- **Required task**: In the crash-data notebook, what does the line `alt.data_transformers.enable('json')` accomplish, according to the comment above it?

- **Selected extract**:
Before running this notebook, you should run the cleaning scripts in the `cleaning-workflow/cleaning-scripts` folder on Github using the instructions in the `readme` document. This notebook will analyze the `master-crash.csv` file which is generated at the end of the cleaning process.

In [1]:
# basic data/viz libraries
import pandas as pd
from matplotlib import pyplot as plt
from datetime import date, time

import altair as alt
# saving data into a file rather than embedding into the chart
alt.data_transformers.enable('json')
alt.renderers.enable('default')

RendererRegistry.enable('default')

In [64]:
# read in the cleaned master csv
crash_df = pd.read_csv('../data/clean-data/master-crashes.csv', low_memory=False)  

## Trends over time

First, let's see some time trends. How has the frequency of crashes and crash injuries/fatalities changed over the time span of the dataset? 

In [31]:
def get_year(date):
    return pd.to_datetime(date).year

In [32]:
def get_month(date):
    return pd.to_datetime(date).month

In [67]:
crash_df['Year'] = crash_df['DateTime'].apply(get_year)
crash_df['Month'] = crash_df['DateTime'].apply(get_month)

In [65]:
# set up function to create line chart with altair
def make_line_chart(source, title, values, x_axis, y_axis):
    return alt.Chart(source, 
          width=500,
          height=300, 
          title=title,
    ).mark_line().encode(
        alt.X(x_axis, axis=alt.Axis(
                values=values,
                grid=True,
                labelAngle=0)
             ),
        alt.Y(y_axis),
    )

In [94]:
annual_crash_counts = crash_df.groupby(by="Year").size().reset_index().rename(columns={0:"Crash count"})
# annual_crash_counts

In [104]:
source = annual_crash_counts
title='Car crashes year by year in Monroe County, IN'
values=annual_crash_counts['Year'].unique()
x_axis='Year:N'
y_axis='Crash count:Q'

make_line_chart(source, title, values, x_axis, y_axis)

In [135]:
monthly_crash_counts = crash_df.groupby(by="Month").size().reset_index().rename(columns={0:"Crash count"})
monthly_crash_counts['Crash count'] = monthly_crash_counts['Crash count'].apply(lambda x: x / len(monthly_crash_counts['Month'].unique()))
# monthly_crash_counts

In [134]:
# total crashes per month
source = monthly_crash_counts
title='Average number of car crashes per month (data from 2003-2022)'
values=monthly_crash_counts['Month'].unique()

- **Collected data**:
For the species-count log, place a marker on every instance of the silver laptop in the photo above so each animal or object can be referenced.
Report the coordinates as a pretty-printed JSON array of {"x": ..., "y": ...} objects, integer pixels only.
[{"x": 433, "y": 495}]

- **Solution for this task**: It makes Altair save the chart data into a file instead of embedding the data into the chart itself.